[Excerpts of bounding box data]
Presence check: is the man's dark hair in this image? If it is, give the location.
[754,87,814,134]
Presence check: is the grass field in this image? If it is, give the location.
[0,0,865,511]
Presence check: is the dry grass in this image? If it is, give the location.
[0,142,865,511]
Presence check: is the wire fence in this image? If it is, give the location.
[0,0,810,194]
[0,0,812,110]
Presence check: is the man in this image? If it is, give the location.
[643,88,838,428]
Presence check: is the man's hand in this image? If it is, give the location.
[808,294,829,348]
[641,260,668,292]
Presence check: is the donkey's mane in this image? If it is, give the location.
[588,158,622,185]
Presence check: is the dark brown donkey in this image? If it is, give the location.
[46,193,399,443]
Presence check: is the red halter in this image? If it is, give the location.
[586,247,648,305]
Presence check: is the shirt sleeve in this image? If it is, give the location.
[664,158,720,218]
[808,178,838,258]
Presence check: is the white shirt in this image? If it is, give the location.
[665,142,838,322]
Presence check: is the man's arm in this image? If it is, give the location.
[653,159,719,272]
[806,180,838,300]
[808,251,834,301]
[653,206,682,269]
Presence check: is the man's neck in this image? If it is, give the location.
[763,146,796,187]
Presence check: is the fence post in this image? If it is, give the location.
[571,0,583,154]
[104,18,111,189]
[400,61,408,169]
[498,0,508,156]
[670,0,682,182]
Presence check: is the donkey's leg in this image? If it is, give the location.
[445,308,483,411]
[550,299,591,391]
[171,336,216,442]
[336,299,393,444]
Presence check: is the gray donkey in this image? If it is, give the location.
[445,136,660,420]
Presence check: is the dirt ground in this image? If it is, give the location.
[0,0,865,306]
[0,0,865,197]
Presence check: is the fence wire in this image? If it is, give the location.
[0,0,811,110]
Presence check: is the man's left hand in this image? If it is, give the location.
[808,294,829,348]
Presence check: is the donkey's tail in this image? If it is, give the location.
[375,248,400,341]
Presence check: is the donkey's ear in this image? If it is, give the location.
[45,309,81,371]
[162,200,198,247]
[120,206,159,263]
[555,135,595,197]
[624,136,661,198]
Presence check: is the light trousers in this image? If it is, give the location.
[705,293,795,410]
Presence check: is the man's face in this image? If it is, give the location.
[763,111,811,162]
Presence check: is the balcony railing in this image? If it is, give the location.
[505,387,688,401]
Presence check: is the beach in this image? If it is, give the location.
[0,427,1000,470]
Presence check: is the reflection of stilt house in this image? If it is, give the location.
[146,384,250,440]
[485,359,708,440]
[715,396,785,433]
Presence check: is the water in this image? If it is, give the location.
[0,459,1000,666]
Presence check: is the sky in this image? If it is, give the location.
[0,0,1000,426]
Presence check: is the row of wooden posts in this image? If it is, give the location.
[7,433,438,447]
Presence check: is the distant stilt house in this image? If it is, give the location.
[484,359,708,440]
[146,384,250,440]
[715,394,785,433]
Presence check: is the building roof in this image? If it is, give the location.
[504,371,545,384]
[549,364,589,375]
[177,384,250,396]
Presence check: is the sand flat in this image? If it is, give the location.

• _Written instruction_: Give every line of the records above as a JSON list of strings, one string per line, leaving out any blank lines.

• _Response to this exercise_:
[
  "Presence check: is the man's dark hair in this image? If it is, give the location.",
  "[754,87,814,134]",
  "Presence check: is the grass field in this image? If it is, give the location.",
  "[0,0,865,511]",
  "Presence check: is the dry grass in this image? If it is, give the location.",
  "[0,142,865,511]",
  "Presence check: is the wire fence in this image? If it is, give the location.",
  "[0,0,810,194]",
  "[0,0,812,110]",
  "Presence check: is the man in this image? If it is, give the location.",
  "[643,88,838,428]",
  "Presence check: is the man's hand in this image? If it is, give the location.",
  "[808,294,829,348]",
  "[641,260,668,292]",
  "Presence check: is the donkey's mane in this image? If it is, give the location.",
  "[588,158,622,185]",
  "Presence check: is the dark brown donkey in this image? If it is, give the location.",
  "[46,193,399,443]",
  "Presence check: is the red halter in this image? If it is, give the location.",
  "[586,247,648,305]",
  "Presence check: is the shirt sleeve in this image? If it is, give the location.",
  "[664,158,720,218]",
  "[808,178,838,258]",
  "Presence check: is the white shirt in this image? If it is, give the location.",
  "[665,142,838,322]",
  "Presence check: is the man's arm in this image? If it is, give the location.",
  "[653,159,719,272]",
  "[806,180,838,300]",
  "[808,251,834,301]",
  "[653,206,682,269]",
  "Presence check: is the man's neck in this image? If it is, give the location.",
  "[763,146,796,187]",
  "Presence check: is the fence post in this image? If it is, give the location.",
  "[571,0,583,154]",
  "[104,18,111,189]",
  "[400,61,408,169]",
  "[498,0,508,156]",
  "[670,0,682,182]",
  "Presence check: is the donkey's leg in this image? If it is, give the location.",
  "[445,308,483,411]",
  "[550,299,591,391]",
  "[171,336,216,442]",
  "[336,299,393,444]",
  "Presence check: is the gray donkey in this image? If it is, give the location.",
  "[445,136,660,420]",
  "Presence check: is the dirt ground in this image? If it is, give the location.",
  "[0,0,865,306]",
  "[0,0,865,197]",
  "Presence check: is the fence wire in this image? If it is, give the location.",
  "[0,0,811,110]",
  "Presence check: is the man's left hand in this image? If it is, give the location.",
  "[808,294,829,348]",
  "Presence check: is the donkey's tail in this image? If it is, give the location.",
  "[375,248,400,341]",
  "Presence check: is the donkey's ear in this image? If it is, give the location.",
  "[45,309,81,371]",
  "[162,200,198,247]",
  "[120,206,159,263]",
  "[555,135,595,197]",
  "[624,136,661,198]",
  "Presence check: is the light trousers in this image? If it is, give the location.",
  "[705,293,795,410]",
  "Presence check: is the man's face in this image? If it is, give the location.",
  "[763,111,811,162]",
  "Presence check: is the balcony railing in this image? If it is, give the location.",
  "[505,387,688,401]",
  "Presence check: is the beach in this image? If it is, give the location.",
  "[0,427,1000,470]",
  "Presence check: is the reflection of stilt house in this image? If it is, give the location.",
  "[146,384,250,440]",
  "[485,359,708,440]",
  "[715,396,785,433]",
  "Presence check: is the water in this image? If it is, give the location.",
  "[0,459,1000,666]",
  "Presence check: is the sky in this image? If it is, give the location.",
  "[0,0,1000,426]",
  "Presence check: is the row of wooden posts in this image? If it is, give the location.",
  "[7,433,438,447]",
  "Presence check: is the distant stilt house in this image? If it is, give the location.",
  "[484,359,708,440]",
  "[146,384,250,440]",
  "[715,394,785,433]",
  "Presence check: is the building roof in this image? If it is, give the location.",
  "[504,371,545,384]",
  "[549,364,589,375]",
  "[177,384,250,396]",
  "Presence check: is the sand flat in this image? If it is, give the location."
]